▶ _Exercise task_
Can you repeat the passage from the William Accorsi article below, word for word, from "Like many other" up to and including "away from football."?

▶ _Extract provided_
⟨

Vermont artist William Accorsi creates whimsical art
LONDONDERRY -- Sitting in a cafe, a ham sandwich in hand, William Accorsi looks like a typical older gentleman. But his life story intertwines art, storytelling and color -- as he became, he said, "the most famous artist no one's ever heard of."
Before the studio in New York City, the exhibit at the Smithsonian, the best-selling children's book, he was a young boy, the son of Italian immigrants, playing football in Pennsylvania.
"I became very interested in athletics around the seventh grade, and I decided I would become a great football player and that I would also coach football," he said. "I had to get to college to do that ... and I was a pretty good football player, but what I didn't realize was how big the world is -- and I was small. The most I ever weighed was 155."
Football got him to college, where he discovered his love of art. He decided to take education classes, to become a teacher, and he started to develop his artwork, beginning with crafts in class.
Like many other students learning to become teachers, he first started with simple artwork. He learned crafts he could use in class, focusing on accessible mediums like colored paper, felt and yarn -- all the materials he works with today.
The artistic world pulled him away from football.

⟩

▶ _Recorded data_
⟨

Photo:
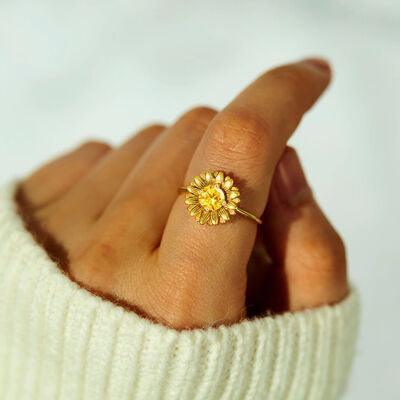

⟩

▶ _Task solution_
Like many other students learning to become teachers, he first started with simple artwork. He learned crafts he could use in class, focusing on accessible mediums like colored paper, felt and yarn -- all the materials he works with today.
The artistic world pulled him away from football.